• [SHORT TASK A]: Copy word for word the stretch of the car-following passage from "The implementation of" through "vehicular communication technologies.".

======== SELECTED EXTRACT

The implementation of the twin-delayed deep deterministic policy gradient (TD3) algorithm address the issues of prediction accuracy and learning stability, fostering more reliable CF behavior modeling.
The integration of a seq2seq model within the TD3 framework facilitates a more sophisticated prediction of surrounding vehicles’ movements, increasing the model’s adaptability and accuracy across various traffic situations.

Through these concerted efforts, this study aims to refine CF modeling within the realm of autonomous driving, advancing our understanding and application of intelligent transportation systems by leveraging the synergies of advanced AI methodologies and enhanced vehicular communication technologies.

2. Multivehicle CF Scenarios

Classical CF control strategies primarily focus on a two-vehicle scenario involving the SV and the immediately preceding vehicle. Indeed, vehicles trailing the SV are also crucial in real driving scenarios, particularly when the SV brakes due to emergencies. With the development of perception and communication technologies, the vehicle behind the SV can transmit detailed information, allowing for an accurate status perception. In connected environments, CAVs can receive data from several vehicles ahead and behind using V2V technology, enhancing traffic operational efficiency and reliability. Therefore, the multivehicle CF scenarios considered in this study are shown in Figure 1.

================
======== SUPPLIED DATA

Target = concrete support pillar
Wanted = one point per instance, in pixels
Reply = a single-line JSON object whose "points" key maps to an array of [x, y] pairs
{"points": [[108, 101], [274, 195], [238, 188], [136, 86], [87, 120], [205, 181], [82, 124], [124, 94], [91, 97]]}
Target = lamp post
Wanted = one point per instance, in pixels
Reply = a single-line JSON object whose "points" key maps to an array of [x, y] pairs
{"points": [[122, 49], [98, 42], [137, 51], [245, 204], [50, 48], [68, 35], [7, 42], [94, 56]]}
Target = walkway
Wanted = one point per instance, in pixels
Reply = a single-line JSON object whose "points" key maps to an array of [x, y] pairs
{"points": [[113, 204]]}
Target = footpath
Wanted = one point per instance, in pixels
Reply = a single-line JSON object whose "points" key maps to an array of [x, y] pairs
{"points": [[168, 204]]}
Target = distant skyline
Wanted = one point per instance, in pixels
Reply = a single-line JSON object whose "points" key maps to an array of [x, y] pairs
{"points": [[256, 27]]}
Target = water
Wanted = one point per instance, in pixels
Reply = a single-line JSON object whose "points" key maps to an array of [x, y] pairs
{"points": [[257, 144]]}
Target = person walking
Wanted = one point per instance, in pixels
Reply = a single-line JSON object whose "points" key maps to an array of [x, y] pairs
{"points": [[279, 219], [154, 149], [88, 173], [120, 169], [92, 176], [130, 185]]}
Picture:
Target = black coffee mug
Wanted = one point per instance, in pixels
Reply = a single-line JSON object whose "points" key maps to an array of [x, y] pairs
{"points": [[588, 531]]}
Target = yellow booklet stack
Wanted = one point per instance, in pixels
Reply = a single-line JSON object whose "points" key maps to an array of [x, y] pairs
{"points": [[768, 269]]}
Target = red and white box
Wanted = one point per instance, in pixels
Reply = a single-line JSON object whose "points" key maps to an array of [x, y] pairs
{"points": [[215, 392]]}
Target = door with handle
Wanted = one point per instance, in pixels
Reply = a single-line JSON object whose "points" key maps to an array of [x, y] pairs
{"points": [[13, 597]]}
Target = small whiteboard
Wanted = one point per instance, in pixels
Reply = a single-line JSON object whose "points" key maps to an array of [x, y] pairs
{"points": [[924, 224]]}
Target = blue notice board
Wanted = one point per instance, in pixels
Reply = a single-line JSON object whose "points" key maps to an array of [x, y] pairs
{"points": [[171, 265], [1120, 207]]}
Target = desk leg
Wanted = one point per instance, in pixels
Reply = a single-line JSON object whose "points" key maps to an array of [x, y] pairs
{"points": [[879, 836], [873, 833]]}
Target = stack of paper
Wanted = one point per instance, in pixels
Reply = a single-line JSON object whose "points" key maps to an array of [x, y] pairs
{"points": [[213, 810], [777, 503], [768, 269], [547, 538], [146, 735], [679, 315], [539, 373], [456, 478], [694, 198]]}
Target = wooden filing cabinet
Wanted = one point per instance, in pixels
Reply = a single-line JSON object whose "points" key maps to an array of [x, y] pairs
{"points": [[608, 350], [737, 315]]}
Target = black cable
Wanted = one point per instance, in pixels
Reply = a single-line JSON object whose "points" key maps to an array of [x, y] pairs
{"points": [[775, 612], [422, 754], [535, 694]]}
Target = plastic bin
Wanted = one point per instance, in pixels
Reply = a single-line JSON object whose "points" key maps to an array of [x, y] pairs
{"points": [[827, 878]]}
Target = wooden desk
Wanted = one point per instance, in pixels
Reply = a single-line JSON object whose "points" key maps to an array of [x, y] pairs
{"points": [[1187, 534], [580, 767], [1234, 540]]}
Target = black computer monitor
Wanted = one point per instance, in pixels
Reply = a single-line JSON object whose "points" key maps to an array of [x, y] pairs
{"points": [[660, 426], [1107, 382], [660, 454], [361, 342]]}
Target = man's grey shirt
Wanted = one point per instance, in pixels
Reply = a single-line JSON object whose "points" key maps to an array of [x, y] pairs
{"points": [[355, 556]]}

================

• [SHORT TASK B]: Extract without changes the stretch of the listing from the line containing "Target = plastic bin" through the end of the listing.

• [CORRECT OUTPUT A]:
The implementation of the twin-delayed deep deterministic policy gradient (TD3) algorithm address the issues of prediction accuracy and learning stability, fostering more reliable CF behavior modeling.
The integration of a seq2seq model within the TD3 framework facilitates a more sophisticated prediction of surrounding vehicles’ movements, increasing the model’s adaptability and accuracy across various traffic situations.

Through these concerted efforts, this study aims to refine CF modeling within the realm of autonomous driving, advancing our understanding and application of intelligent transportation systems by leveraging the synergies of advanced AI methodologies and enhanced vehicular communication technologies.

• [CORRECT OUTPUT B]:
Target = plastic bin
Wanted = one point per instance, in pixels
Reply = a single-line JSON object whose "points" key maps to an array of [x, y] pairs
{"points": [[827, 878]]}
Target = wooden desk
Wanted = one point per instance, in pixels
Reply = a single-line JSON object whose "points" key maps to an array of [x, y] pairs
{"points": [[1187, 534], [580, 767], [1234, 540]]}
Target = black computer monitor
Wanted = one point per instance, in pixels
Reply = a single-line JSON object whose "points" key maps to an array of [x, y] pairs
{"points": [[660, 426], [1107, 382], [660, 454], [361, 342]]}
Target = man's grey shirt
Wanted = one point per instance, in pixels
Reply = a single-line JSON object whose "points" key maps to an array of [x, y] pairs
{"points": [[355, 556]]}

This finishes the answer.